● **TEXT SHOWN**
========

Researchers are just now beginning to discover how different biological malfunctions can give rise to symptoms of post-traumatic stress disorder (PTSD)—insight that might one day lead to more targeted treatments. In the meantime they are also exploring the use of biomarkers—hallmark variations in hormones, genes, enzymes and brain function—to apply existing therapies more effectively.
“Trauma exposure can result in enduring biological changes that depend on an individual’s life history, age, gender and a host of other factors,” says Rachel Yehuda, a neuroscientist at Mount Sinai Hospital in New York City. “We must capitalize on this heterogeneity in the service of individualizing treatment approaches rather than insisting that one size fits all.”
Indeed, not all patients get well by way of the most popular forms of therapy. One widely recommended treatment, cognitive behavioral therapy (CBT), typically helps only half of the patients who try it. In 2008 Richard Bryant, a professor of psychology at the University of New South Wales in Australia, and his colleagues attempted to identify that half up front. Before CBT they took brain scans using functional MRI of 14 subjects while showing them photographs of frightening faces.

========

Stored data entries
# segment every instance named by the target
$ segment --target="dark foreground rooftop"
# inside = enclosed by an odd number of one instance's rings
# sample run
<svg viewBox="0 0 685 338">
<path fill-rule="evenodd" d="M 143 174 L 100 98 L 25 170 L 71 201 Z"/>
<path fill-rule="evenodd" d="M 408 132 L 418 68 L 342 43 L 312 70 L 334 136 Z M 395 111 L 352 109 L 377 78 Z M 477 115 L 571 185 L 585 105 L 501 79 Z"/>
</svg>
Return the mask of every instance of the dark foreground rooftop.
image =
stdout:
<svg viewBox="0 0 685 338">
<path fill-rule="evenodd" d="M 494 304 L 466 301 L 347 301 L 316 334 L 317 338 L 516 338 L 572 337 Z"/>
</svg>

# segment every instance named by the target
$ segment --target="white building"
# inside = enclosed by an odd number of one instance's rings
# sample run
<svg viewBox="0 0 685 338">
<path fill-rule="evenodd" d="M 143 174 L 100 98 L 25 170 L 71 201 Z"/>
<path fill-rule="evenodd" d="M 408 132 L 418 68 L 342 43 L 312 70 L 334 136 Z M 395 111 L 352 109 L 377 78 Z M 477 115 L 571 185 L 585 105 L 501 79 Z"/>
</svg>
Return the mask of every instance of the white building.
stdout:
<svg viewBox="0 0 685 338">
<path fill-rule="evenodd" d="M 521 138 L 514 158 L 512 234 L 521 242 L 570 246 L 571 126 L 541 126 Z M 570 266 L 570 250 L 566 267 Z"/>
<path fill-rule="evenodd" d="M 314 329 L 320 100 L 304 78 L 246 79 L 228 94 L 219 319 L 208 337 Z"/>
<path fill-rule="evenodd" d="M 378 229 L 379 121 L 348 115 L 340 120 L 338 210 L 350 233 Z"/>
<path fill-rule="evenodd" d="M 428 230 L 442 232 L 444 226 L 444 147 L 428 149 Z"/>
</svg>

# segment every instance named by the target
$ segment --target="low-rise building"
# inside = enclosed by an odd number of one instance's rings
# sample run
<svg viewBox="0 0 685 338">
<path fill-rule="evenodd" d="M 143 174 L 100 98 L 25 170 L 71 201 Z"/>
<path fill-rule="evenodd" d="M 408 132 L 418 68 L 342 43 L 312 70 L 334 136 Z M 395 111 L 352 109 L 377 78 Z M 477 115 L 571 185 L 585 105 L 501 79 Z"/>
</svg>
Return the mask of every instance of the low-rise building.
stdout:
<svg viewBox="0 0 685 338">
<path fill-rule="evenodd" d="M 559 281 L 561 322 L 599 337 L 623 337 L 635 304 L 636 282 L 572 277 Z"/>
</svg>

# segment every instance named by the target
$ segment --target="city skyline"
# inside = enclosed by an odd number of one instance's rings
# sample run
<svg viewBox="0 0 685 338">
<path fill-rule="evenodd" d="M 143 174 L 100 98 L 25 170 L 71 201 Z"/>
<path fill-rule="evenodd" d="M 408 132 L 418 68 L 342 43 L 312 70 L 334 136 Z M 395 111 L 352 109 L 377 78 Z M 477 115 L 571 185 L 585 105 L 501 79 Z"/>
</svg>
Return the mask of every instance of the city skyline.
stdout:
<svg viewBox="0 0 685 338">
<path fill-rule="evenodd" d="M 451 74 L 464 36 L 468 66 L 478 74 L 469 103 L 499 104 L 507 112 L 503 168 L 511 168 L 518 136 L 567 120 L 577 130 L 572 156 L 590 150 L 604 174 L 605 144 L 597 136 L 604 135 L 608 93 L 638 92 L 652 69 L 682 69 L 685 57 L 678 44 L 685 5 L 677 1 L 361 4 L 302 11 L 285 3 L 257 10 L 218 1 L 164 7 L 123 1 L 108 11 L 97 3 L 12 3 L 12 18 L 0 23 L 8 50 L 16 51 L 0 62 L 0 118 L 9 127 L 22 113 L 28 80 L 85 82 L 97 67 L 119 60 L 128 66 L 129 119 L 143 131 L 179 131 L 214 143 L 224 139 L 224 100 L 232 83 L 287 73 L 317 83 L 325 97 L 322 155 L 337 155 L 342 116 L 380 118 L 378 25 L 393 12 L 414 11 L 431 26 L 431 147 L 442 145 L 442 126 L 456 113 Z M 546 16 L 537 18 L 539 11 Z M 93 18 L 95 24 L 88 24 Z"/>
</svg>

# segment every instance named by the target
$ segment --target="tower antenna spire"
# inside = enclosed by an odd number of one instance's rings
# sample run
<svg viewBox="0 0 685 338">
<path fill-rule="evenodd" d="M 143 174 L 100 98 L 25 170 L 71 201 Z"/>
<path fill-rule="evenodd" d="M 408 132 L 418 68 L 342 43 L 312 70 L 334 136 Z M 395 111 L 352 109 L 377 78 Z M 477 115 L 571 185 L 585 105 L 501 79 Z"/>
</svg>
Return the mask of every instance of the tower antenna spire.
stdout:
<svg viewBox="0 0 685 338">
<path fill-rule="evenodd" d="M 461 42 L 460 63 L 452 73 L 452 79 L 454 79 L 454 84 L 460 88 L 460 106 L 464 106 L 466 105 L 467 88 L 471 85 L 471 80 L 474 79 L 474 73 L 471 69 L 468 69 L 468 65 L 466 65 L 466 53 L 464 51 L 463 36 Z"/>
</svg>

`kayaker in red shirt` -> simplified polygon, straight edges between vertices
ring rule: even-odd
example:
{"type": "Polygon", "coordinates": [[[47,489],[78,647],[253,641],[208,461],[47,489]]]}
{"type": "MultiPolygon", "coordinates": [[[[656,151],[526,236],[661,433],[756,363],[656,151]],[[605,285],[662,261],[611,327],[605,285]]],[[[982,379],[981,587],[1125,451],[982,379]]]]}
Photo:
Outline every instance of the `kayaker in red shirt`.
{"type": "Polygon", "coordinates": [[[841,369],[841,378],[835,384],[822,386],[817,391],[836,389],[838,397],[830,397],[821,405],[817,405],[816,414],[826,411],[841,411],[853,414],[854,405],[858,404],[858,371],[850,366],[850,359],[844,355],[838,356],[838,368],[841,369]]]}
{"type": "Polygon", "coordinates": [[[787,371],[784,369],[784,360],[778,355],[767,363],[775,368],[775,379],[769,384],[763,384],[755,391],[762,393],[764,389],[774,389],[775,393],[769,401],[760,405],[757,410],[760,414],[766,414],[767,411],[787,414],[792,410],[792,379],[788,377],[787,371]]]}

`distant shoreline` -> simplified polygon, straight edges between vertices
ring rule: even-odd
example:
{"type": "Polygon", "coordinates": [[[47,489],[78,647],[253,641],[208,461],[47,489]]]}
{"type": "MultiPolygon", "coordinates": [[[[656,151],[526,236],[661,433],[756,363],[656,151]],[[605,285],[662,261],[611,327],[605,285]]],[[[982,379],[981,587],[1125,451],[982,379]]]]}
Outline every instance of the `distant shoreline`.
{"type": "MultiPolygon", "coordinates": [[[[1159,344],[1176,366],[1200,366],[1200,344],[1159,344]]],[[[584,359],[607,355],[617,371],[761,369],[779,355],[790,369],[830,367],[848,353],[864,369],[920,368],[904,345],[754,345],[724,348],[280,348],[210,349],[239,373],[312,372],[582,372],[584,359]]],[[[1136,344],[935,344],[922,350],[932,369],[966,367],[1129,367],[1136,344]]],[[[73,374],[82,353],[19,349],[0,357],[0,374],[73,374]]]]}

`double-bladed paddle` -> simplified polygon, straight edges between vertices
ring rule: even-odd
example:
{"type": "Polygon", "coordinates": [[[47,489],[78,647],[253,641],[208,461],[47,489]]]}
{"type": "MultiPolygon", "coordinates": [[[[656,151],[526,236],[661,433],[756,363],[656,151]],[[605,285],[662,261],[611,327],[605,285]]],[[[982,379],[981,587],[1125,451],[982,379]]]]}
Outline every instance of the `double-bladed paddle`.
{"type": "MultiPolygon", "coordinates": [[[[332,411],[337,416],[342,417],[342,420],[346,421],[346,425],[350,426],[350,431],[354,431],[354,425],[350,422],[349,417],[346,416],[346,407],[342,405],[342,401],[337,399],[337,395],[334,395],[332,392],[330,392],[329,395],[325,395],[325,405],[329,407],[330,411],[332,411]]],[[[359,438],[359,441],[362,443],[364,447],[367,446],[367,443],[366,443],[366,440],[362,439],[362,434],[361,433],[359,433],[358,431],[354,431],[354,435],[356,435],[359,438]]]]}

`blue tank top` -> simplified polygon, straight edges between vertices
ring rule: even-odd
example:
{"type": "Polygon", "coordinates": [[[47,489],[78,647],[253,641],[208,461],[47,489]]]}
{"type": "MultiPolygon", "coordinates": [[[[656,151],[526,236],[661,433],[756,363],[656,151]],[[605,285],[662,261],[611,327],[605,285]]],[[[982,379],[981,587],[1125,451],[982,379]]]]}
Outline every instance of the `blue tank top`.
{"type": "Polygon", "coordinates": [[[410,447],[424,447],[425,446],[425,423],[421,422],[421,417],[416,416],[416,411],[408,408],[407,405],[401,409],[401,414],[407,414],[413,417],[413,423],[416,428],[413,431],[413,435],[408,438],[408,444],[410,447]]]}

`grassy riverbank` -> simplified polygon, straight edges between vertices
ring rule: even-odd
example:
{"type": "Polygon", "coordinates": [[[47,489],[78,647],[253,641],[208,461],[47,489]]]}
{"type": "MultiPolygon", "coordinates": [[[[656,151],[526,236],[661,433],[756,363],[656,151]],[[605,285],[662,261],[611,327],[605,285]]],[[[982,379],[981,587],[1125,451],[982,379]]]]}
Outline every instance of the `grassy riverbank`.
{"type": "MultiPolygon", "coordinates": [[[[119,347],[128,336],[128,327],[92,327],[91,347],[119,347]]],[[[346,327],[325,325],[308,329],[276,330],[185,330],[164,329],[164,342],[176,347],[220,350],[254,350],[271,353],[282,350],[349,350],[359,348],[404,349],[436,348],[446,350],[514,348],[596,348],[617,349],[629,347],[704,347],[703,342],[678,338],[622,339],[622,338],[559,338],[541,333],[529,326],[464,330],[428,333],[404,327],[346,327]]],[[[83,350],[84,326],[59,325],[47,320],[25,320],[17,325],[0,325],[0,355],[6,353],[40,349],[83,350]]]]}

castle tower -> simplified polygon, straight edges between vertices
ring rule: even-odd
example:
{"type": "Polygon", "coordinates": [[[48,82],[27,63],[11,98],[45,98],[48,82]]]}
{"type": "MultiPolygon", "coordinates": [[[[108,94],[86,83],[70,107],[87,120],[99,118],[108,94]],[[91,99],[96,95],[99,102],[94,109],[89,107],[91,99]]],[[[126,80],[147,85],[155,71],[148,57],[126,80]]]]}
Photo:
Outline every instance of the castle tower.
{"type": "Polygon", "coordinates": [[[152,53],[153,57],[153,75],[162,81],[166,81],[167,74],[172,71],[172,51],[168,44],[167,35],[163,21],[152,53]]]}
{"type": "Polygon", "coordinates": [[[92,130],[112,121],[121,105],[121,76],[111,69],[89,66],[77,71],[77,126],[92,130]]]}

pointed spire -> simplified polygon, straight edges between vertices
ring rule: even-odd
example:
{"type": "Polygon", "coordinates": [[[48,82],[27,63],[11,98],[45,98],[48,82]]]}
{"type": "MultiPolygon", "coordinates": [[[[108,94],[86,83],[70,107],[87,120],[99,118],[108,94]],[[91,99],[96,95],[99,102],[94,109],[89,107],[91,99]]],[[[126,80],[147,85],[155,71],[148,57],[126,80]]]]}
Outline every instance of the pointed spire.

========

Copy out the full text above on biomarkers for PTSD treatment, word for word.

Researchers are just now beginning to discover how different biological malfunctions can give rise to symptoms of post-traumatic stress disorder (PTSD)—insight that might one day lead to more targeted treatments. In the meantime they are also exploring the use of biomarkers—hallmark variations in hormones, genes, enzymes and brain function—to apply existing therapies more effectively.
“Trauma exposure can result in enduring biological changes that depend on an individual’s life history, age, gender and a host of other factors,” says Rachel Yehuda, a neuroscientist at Mount Sinai Hospital in New York City. “We must capitalize on this heterogeneity in the service of individualizing treatment approaches rather than insisting that one size fits all.”
Indeed, not all patients get well by way of the most popular forms of therapy. One widely recommended treatment, cognitive behavioral therapy (CBT), typically helps only half of the patients who try it. In 2008 Richard Bryant, a professor of psychology at the University of New South Wales in Australia, and his colleagues attempted to identify that half up front. Before CBT they took brain scans using functional MRI of 14 subjects while showing them photographs of frightening faces.